## What is required:
Repeat the records exactly, so that each line matches the original.

---------- Exercise inputs ----------

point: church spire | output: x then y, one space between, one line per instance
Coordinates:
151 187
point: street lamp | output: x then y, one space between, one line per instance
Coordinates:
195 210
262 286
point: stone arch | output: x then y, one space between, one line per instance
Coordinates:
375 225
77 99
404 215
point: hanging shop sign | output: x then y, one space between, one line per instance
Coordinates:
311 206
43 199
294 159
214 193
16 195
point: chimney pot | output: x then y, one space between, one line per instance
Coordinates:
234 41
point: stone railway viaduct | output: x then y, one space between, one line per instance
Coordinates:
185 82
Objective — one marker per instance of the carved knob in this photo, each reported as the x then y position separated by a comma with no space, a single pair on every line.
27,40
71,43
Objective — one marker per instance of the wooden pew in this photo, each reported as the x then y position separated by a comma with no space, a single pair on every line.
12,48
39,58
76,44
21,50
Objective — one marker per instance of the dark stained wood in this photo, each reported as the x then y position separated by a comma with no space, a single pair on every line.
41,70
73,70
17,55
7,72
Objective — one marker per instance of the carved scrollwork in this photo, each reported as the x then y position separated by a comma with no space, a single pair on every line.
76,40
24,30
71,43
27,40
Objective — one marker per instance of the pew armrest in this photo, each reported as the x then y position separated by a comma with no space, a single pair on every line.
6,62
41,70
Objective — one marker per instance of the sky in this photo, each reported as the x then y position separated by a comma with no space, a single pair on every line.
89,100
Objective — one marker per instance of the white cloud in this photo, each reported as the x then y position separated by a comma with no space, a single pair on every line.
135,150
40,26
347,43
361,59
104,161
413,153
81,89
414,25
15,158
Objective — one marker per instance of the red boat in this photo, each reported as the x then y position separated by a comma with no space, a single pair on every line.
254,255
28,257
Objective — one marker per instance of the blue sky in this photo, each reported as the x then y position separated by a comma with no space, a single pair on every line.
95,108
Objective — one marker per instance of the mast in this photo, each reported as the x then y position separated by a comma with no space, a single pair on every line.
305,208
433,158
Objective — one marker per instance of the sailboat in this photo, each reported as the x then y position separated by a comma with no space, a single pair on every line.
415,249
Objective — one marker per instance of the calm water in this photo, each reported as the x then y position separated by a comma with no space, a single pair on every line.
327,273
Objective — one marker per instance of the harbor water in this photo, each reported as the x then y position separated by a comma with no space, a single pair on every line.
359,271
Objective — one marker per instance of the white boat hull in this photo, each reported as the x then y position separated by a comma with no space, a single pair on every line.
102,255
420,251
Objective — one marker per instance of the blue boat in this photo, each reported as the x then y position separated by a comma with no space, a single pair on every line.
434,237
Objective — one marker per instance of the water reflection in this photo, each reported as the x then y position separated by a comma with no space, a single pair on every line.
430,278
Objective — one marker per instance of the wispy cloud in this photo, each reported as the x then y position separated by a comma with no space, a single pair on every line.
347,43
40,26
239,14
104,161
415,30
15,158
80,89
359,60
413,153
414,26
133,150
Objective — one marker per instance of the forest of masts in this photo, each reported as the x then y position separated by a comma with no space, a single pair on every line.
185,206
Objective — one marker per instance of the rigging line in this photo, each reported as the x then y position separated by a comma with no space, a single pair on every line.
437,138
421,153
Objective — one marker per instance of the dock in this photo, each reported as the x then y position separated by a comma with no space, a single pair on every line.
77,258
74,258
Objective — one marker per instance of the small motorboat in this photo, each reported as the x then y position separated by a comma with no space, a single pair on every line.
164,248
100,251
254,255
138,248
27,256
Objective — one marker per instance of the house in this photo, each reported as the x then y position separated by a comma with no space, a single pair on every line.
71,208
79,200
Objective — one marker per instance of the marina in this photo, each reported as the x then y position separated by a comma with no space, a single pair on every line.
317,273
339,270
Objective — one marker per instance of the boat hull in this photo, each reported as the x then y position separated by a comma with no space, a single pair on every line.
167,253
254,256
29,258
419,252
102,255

----------

## Your response:
point: church spire | output: x then y, one space between, one line per instance
Coordinates:
151 187
point: street lamp | output: x then y, one space between, one line per instance
Coordinates:
195 210
262 286
point: stone arch | output: x then y, one space between, one line per instance
Coordinates:
375 225
77 99
404 215
point: hanging shop sign | output: x then y, one space between, one line per instance
Coordinates:
311 206
43 199
294 159
214 193
16 195
point: chimney pot | output: x then y, one space between, one line per instance
Coordinates:
234 41
point: stone railway viaduct | output: x then y, one space between, one line per instance
Coordinates:
185 82
Objective — one marker per instance of the carved knob in this photo, each reported as the x then y position separated by a comma with no space, a single pair on every line.
27,40
71,43
Objective — one marker per instance of the wooden pew in this photo, each reported as the x then y position separated by a comma with no space, a single pair on every line.
12,48
39,58
76,44
21,50
Objective — one marker per instance of the dark stained wood in this photo, each reported as the x then y position separated by a comma with no space, a single pair on every line.
41,70
73,70
17,55
7,72
Objective — one marker per instance of the carved scrollwork in this photo, each reported as the x then y position separated by a comma with no space, a single pair on every line.
76,40
24,30
71,43
27,40
Objective — one marker per instance of the pew armrest in this photo, each reported as the x then y position separated by a comma with no space, a single pair on every line.
6,62
41,70
Objective — one marker per instance of the sky in this photo, each reported as the x then y position separated by a comma with no space, a single pair on every line.
89,100
Objective — one marker per instance of the white cloud in this photo, each reported as the x then y position separated by a comma with no space, a single pair on every line.
135,150
40,26
347,43
361,59
104,161
413,153
81,89
414,25
15,158
Objective — one marker per instance of the red boat in this photo, each reported as the x then y position separated by a comma with no space, a single pair on every line.
254,255
28,257
Objective — one marker per instance of the blue sky in this photo, each reported as the x then y position separated by a comma with no space, a single pair on every line.
95,108
Objective — one marker per instance of the mast in this photo, each reported as the x then y position separated by a comma with no space, a single pair on every line.
305,208
433,158
Objective — one marker per instance of the sailboat in this photo, each reported as the x then y position separated by a comma with no space, a single pair on every line.
415,249
Objective — one marker per instance of the calm water in this photo, each reported as the x then y position separated by a comma with no space, a single pair on every line.
327,273
Objective — one marker per instance of the harbor water in this photo, each reported as the x then y position separated by a comma with no space, a single pair on every line.
359,271
Objective — one marker per instance of the white boat hull in this photo, each reported as the x then y position separated by a comma with no space, a single pair on every line.
102,255
420,251
Objective — one marker per instance of the blue boat in this photo, each reported as the x then y position separated by a comma with no space, a single pair on every line.
434,237
Objective — one marker per instance of the water reflection in this photo, each reported as the x then y position separated by a comma with no space, a single pair on every line.
430,278
Objective — one marker per instance of the wispy cloud in this photo, each reported as the x then y position separated by a comma with no space, a single pair on every line.
347,43
40,26
239,14
104,161
415,30
15,158
80,89
359,60
413,153
414,26
133,150
Objective — one marker per instance of the forest of masts in this photo, each reported as the x then y position separated by a comma with no space, a single pair on every line.
185,206
Objective — one marker per instance of the rigging line in this photo, each reported as the x then y position separated by a comma with no space, a single pair on every line.
437,138
421,153
Objective — one marker per instance of the dock in this photo, each reported as the x then y position separated by a comma with no space, a single pair on every line.
77,258
74,258
Objective — one marker per instance of the small motorboat in this photo, each reported as the x then y position separated by a comma with no space, a single pair on every line.
164,248
100,251
254,255
138,248
27,256
Objective — one marker per instance of the house in this photo, each reported as the x then y position separated by a comma with no space, a single pair on every line.
71,208
79,200
Objective — one marker per instance of the marina in this photo, each reported as the x then y position separated by a comma with no space, a single pair on every line.
317,273
339,270
Objective — one marker per instance of the boat hull in this photo, each reported as the x then y position separated by a comma with no space, a single pair on every line.
167,253
254,256
29,258
419,252
102,255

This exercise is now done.